DEMANDE >> Recopiez mot pour mot les lignes des enregistrements ci-dessous, en commençant par celle qui contient « Please trace the outline of every instance of the windshield » et en terminant par celle qui contient « M 132 108 L », ces deux lignes comprises.

ENREGISTREMENTS FOURNIS >>
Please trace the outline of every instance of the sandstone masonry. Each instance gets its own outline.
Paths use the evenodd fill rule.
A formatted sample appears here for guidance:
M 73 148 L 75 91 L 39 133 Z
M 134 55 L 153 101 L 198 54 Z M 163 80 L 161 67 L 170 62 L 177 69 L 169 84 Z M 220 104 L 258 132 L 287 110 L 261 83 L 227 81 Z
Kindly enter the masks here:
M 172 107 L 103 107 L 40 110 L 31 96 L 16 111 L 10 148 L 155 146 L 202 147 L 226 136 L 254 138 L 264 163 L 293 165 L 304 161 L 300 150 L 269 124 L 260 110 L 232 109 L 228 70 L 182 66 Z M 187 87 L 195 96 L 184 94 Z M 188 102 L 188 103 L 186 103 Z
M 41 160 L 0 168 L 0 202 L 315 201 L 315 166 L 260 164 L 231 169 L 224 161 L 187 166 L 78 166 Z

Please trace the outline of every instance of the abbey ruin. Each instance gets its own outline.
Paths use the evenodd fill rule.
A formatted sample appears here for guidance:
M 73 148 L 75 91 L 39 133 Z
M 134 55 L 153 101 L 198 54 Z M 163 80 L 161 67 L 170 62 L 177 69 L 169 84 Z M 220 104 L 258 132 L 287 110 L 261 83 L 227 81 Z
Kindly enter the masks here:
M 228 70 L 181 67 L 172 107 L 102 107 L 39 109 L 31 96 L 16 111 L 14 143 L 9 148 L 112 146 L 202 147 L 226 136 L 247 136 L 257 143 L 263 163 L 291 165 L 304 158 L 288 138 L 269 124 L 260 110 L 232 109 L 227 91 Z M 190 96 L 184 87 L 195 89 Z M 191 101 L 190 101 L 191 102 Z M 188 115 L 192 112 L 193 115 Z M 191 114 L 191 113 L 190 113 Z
--
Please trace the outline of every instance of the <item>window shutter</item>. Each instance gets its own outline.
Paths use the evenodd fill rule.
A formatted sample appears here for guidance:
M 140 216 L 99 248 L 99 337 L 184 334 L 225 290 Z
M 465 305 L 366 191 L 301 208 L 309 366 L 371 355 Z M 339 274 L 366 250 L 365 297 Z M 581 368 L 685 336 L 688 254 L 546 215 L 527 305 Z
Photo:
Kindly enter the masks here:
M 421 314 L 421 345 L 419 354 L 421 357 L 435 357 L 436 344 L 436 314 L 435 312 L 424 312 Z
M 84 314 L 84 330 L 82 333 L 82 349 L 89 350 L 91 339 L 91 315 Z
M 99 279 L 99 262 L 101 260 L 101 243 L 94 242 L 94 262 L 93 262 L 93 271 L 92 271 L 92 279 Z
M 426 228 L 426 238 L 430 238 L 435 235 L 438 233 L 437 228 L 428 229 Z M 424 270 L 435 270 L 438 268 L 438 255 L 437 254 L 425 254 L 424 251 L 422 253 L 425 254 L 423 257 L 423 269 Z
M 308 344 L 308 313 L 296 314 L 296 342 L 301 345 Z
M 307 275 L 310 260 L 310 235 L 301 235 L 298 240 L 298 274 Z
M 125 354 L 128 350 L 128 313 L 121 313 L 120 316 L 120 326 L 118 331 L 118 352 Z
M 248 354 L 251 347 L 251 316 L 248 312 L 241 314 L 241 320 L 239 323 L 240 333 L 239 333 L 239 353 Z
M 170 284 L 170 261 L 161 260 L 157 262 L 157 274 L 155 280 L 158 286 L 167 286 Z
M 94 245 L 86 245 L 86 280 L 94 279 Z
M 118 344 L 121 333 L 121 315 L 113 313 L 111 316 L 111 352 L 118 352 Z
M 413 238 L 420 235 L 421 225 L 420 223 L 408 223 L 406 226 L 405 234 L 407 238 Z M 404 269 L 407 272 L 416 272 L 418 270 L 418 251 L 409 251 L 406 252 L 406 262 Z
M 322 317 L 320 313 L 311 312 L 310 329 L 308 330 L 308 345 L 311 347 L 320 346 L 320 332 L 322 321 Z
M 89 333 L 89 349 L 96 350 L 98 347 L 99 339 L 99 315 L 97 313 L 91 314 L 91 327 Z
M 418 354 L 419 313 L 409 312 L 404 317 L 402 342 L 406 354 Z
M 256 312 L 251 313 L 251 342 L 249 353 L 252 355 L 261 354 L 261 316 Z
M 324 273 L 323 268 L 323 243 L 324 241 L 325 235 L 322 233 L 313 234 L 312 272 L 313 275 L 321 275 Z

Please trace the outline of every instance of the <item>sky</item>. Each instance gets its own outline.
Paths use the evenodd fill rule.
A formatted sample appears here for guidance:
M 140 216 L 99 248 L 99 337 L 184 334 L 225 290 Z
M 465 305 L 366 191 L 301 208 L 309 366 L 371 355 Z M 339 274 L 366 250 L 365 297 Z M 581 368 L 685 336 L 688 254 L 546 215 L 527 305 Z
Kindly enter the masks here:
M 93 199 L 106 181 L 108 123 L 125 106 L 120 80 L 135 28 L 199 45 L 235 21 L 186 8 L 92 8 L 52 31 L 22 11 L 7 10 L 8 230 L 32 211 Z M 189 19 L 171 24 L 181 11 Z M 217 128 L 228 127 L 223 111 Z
---
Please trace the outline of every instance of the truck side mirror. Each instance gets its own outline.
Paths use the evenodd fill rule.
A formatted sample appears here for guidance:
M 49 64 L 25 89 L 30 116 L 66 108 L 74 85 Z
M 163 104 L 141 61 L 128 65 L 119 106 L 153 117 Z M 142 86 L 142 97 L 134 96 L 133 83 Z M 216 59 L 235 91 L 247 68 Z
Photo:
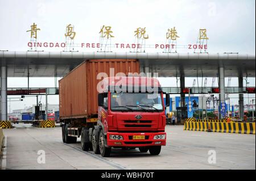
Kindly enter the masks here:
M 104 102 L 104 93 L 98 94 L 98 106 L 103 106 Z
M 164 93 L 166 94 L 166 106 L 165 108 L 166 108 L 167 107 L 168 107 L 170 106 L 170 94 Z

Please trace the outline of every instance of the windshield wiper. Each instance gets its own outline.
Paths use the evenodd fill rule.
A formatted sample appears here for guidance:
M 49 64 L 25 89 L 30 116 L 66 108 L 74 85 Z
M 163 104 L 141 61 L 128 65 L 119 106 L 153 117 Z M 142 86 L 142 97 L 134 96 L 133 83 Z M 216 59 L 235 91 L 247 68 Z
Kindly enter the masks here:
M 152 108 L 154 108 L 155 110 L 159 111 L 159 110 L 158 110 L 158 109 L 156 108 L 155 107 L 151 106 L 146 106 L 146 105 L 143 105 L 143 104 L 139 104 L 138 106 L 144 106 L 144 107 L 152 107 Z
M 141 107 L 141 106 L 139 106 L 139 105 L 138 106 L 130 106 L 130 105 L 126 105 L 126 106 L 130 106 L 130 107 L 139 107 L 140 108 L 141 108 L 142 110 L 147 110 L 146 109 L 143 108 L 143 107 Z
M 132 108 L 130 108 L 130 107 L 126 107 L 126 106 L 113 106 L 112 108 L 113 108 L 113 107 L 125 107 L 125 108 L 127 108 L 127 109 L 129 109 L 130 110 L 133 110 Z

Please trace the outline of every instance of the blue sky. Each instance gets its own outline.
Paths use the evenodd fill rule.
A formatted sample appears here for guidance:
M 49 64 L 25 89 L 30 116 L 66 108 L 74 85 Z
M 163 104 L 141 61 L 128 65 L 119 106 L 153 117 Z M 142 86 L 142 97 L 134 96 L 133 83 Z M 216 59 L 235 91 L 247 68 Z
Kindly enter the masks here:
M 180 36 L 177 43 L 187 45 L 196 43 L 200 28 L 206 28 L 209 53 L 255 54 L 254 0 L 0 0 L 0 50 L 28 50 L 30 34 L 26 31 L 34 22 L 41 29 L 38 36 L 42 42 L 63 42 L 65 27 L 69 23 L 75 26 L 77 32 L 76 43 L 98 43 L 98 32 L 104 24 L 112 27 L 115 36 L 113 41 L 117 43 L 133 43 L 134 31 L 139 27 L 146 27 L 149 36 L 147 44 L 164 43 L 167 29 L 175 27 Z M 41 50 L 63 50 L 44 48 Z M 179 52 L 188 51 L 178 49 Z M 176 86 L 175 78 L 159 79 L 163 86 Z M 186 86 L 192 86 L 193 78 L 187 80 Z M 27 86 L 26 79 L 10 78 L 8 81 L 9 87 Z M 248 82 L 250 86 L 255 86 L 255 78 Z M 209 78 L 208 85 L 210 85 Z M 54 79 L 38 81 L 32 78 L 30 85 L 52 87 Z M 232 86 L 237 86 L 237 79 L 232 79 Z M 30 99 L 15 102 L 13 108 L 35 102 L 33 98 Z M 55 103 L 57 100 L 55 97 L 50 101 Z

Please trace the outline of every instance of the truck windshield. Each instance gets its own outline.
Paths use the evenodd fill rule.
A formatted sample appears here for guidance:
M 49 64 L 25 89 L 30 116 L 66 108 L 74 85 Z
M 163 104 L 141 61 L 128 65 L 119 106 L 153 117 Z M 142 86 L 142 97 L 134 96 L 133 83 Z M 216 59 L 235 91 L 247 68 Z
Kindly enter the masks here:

RÉPONSE >>
Please trace the outline of every instance of the windshield wiper. Each instance gets its own outline.
Paths use the evenodd fill rule.
A formatted sample appears here for guidance:
M 49 64 L 25 89 L 30 116 L 66 108 L 74 85 Z
M 163 104 L 141 61 L 128 65 L 119 106 L 153 117 Z M 142 86 L 142 97 L 134 96 L 133 83 Z M 216 59 L 235 91 L 247 68 Z
Kindly enter the masks here:
M 152 108 L 154 108 L 155 110 L 159 111 L 159 110 L 158 110 L 158 109 L 156 108 L 155 107 L 151 106 L 146 106 L 146 105 L 143 105 L 143 104 L 139 104 L 138 106 L 144 106 L 144 107 L 152 107 Z
M 141 107 L 141 106 L 139 106 L 139 105 L 138 106 L 130 106 L 130 105 L 126 105 L 126 106 L 130 106 L 130 107 L 139 107 L 140 108 L 141 108 L 142 110 L 147 110 L 146 109 L 143 108 L 143 107 Z
M 132 108 L 130 108 L 130 107 L 126 107 L 126 106 L 113 106 L 112 108 L 113 108 L 113 107 L 125 107 L 125 108 L 127 108 L 127 109 L 129 109 L 130 110 L 133 110 Z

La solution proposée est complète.